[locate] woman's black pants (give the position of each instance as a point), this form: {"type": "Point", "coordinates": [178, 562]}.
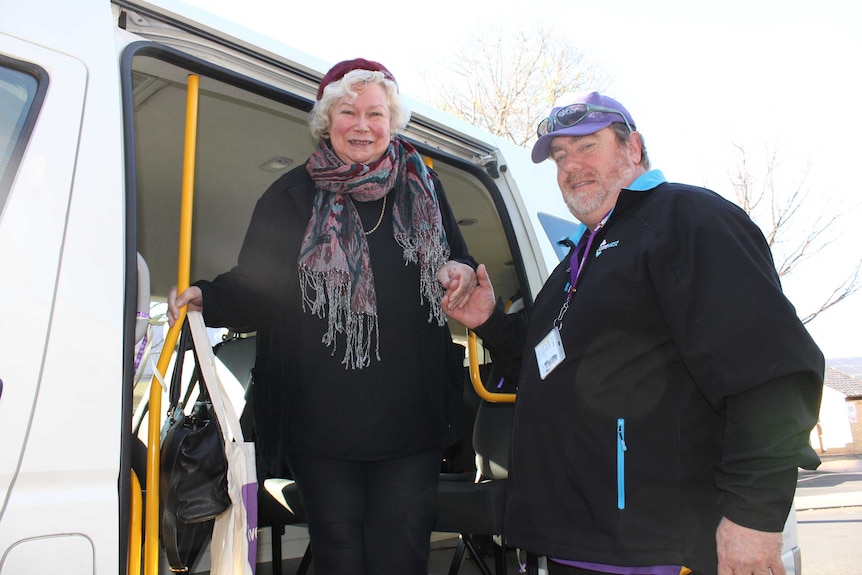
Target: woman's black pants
{"type": "Point", "coordinates": [369, 517]}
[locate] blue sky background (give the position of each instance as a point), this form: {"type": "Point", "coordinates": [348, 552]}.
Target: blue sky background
{"type": "Point", "coordinates": [697, 77]}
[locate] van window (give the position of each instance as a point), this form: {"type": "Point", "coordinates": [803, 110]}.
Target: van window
{"type": "Point", "coordinates": [18, 93]}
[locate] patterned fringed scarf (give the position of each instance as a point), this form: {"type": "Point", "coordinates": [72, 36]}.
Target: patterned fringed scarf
{"type": "Point", "coordinates": [334, 265]}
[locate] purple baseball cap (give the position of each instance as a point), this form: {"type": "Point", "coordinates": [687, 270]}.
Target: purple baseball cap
{"type": "Point", "coordinates": [590, 123]}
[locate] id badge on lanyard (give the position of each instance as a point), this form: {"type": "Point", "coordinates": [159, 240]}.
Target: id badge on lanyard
{"type": "Point", "coordinates": [549, 351]}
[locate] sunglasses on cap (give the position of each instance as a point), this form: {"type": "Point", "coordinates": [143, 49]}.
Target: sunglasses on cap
{"type": "Point", "coordinates": [572, 115]}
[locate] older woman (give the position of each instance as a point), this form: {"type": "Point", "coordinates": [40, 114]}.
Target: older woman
{"type": "Point", "coordinates": [342, 273]}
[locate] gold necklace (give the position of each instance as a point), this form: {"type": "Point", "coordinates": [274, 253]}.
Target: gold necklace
{"type": "Point", "coordinates": [379, 220]}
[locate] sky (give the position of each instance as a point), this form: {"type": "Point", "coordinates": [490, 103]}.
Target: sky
{"type": "Point", "coordinates": [699, 79]}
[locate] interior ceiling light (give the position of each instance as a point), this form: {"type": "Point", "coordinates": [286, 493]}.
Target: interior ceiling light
{"type": "Point", "coordinates": [276, 164]}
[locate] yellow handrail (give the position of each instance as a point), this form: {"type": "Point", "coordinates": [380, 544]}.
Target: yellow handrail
{"type": "Point", "coordinates": [476, 378]}
{"type": "Point", "coordinates": [151, 541]}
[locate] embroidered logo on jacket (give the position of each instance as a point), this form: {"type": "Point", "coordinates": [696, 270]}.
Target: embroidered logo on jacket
{"type": "Point", "coordinates": [605, 245]}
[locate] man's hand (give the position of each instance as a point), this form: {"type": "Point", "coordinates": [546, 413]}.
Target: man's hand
{"type": "Point", "coordinates": [744, 551]}
{"type": "Point", "coordinates": [191, 297]}
{"type": "Point", "coordinates": [476, 309]}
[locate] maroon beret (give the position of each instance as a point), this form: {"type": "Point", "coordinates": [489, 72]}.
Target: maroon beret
{"type": "Point", "coordinates": [338, 71]}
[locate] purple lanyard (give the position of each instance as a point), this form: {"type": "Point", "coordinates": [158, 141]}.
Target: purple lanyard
{"type": "Point", "coordinates": [575, 271]}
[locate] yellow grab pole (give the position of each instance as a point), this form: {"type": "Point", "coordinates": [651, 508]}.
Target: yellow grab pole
{"type": "Point", "coordinates": [151, 541]}
{"type": "Point", "coordinates": [476, 378]}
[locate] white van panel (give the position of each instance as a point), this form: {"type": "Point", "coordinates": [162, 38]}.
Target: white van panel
{"type": "Point", "coordinates": [31, 233]}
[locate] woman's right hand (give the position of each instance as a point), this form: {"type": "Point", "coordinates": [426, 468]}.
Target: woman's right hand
{"type": "Point", "coordinates": [191, 297]}
{"type": "Point", "coordinates": [479, 307]}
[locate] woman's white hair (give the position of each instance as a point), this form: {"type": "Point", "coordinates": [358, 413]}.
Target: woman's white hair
{"type": "Point", "coordinates": [321, 113]}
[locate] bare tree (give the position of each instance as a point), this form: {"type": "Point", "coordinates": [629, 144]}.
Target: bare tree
{"type": "Point", "coordinates": [781, 212]}
{"type": "Point", "coordinates": [504, 81]}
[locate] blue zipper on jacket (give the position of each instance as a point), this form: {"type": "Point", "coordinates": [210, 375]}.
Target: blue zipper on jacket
{"type": "Point", "coordinates": [621, 463]}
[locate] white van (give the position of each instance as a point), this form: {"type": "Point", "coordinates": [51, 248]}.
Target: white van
{"type": "Point", "coordinates": [93, 97]}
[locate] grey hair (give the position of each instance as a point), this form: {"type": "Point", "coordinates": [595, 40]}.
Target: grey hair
{"type": "Point", "coordinates": [321, 114]}
{"type": "Point", "coordinates": [623, 137]}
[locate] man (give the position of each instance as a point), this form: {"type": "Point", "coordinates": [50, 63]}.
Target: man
{"type": "Point", "coordinates": [667, 387]}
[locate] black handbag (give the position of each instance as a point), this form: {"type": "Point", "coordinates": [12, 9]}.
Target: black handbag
{"type": "Point", "coordinates": [193, 478]}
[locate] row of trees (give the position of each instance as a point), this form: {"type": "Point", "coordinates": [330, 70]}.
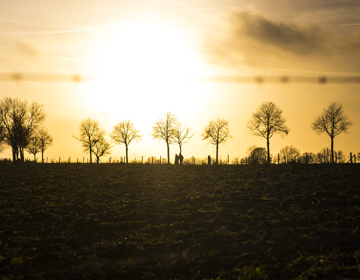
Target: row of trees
{"type": "Point", "coordinates": [289, 154]}
{"type": "Point", "coordinates": [168, 129]}
{"type": "Point", "coordinates": [21, 128]}
{"type": "Point", "coordinates": [265, 122]}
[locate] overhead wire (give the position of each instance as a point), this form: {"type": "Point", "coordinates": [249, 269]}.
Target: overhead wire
{"type": "Point", "coordinates": [77, 78]}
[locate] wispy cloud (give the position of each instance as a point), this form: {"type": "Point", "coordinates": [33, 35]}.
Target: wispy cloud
{"type": "Point", "coordinates": [249, 38]}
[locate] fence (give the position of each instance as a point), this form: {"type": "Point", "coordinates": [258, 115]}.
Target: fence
{"type": "Point", "coordinates": [307, 158]}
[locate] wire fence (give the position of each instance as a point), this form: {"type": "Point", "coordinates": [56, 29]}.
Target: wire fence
{"type": "Point", "coordinates": [306, 158]}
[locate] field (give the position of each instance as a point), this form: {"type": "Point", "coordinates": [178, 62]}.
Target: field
{"type": "Point", "coordinates": [113, 221]}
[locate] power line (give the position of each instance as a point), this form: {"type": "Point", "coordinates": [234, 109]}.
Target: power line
{"type": "Point", "coordinates": [42, 77]}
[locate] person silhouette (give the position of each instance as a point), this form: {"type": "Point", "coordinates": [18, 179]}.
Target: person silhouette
{"type": "Point", "coordinates": [181, 158]}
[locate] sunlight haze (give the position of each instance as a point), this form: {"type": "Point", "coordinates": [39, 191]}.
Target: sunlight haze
{"type": "Point", "coordinates": [142, 59]}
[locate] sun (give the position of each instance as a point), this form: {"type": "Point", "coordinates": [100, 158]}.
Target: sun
{"type": "Point", "coordinates": [144, 65]}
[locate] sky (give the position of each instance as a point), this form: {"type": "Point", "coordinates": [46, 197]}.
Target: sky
{"type": "Point", "coordinates": [141, 59]}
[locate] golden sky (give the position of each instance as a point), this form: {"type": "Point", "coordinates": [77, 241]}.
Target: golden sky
{"type": "Point", "coordinates": [140, 54]}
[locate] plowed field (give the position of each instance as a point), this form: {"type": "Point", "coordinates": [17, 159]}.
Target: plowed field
{"type": "Point", "coordinates": [114, 221]}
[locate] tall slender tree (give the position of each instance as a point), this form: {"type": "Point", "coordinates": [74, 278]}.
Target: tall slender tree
{"type": "Point", "coordinates": [20, 120]}
{"type": "Point", "coordinates": [102, 146]}
{"type": "Point", "coordinates": [125, 133]}
{"type": "Point", "coordinates": [216, 133]}
{"type": "Point", "coordinates": [45, 141]}
{"type": "Point", "coordinates": [89, 134]}
{"type": "Point", "coordinates": [182, 135]}
{"type": "Point", "coordinates": [164, 130]}
{"type": "Point", "coordinates": [267, 121]}
{"type": "Point", "coordinates": [332, 121]}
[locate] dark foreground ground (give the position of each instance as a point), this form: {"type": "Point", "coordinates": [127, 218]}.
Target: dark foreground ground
{"type": "Point", "coordinates": [73, 221]}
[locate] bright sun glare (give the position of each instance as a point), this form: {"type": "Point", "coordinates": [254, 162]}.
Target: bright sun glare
{"type": "Point", "coordinates": [144, 65]}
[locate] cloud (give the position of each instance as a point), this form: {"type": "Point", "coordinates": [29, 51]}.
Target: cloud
{"type": "Point", "coordinates": [250, 39]}
{"type": "Point", "coordinates": [25, 49]}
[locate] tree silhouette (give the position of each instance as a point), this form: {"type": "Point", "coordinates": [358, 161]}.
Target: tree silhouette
{"type": "Point", "coordinates": [39, 143]}
{"type": "Point", "coordinates": [289, 154]}
{"type": "Point", "coordinates": [45, 141]}
{"type": "Point", "coordinates": [332, 121]}
{"type": "Point", "coordinates": [216, 132]}
{"type": "Point", "coordinates": [256, 155]}
{"type": "Point", "coordinates": [124, 133]}
{"type": "Point", "coordinates": [2, 137]}
{"type": "Point", "coordinates": [33, 146]}
{"type": "Point", "coordinates": [20, 120]}
{"type": "Point", "coordinates": [182, 135]}
{"type": "Point", "coordinates": [102, 146]}
{"type": "Point", "coordinates": [266, 122]}
{"type": "Point", "coordinates": [89, 134]}
{"type": "Point", "coordinates": [164, 130]}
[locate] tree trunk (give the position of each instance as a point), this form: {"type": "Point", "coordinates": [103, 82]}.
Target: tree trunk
{"type": "Point", "coordinates": [126, 152]}
{"type": "Point", "coordinates": [90, 154]}
{"type": "Point", "coordinates": [268, 147]}
{"type": "Point", "coordinates": [14, 155]}
{"type": "Point", "coordinates": [332, 149]}
{"type": "Point", "coordinates": [168, 148]}
{"type": "Point", "coordinates": [217, 152]}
#####
▶ [GOAL]:
Reproduce only those lines of the entries above that run from the line with "[locate] tree trunk" to the final line.

▶ [WORKED ANSWER]:
[locate] tree trunk (give the position of each instance as a point), this form: {"type": "Point", "coordinates": [103, 82]}.
Target: tree trunk
{"type": "Point", "coordinates": [126, 152]}
{"type": "Point", "coordinates": [90, 154]}
{"type": "Point", "coordinates": [268, 147]}
{"type": "Point", "coordinates": [14, 155]}
{"type": "Point", "coordinates": [332, 149]}
{"type": "Point", "coordinates": [168, 148]}
{"type": "Point", "coordinates": [217, 152]}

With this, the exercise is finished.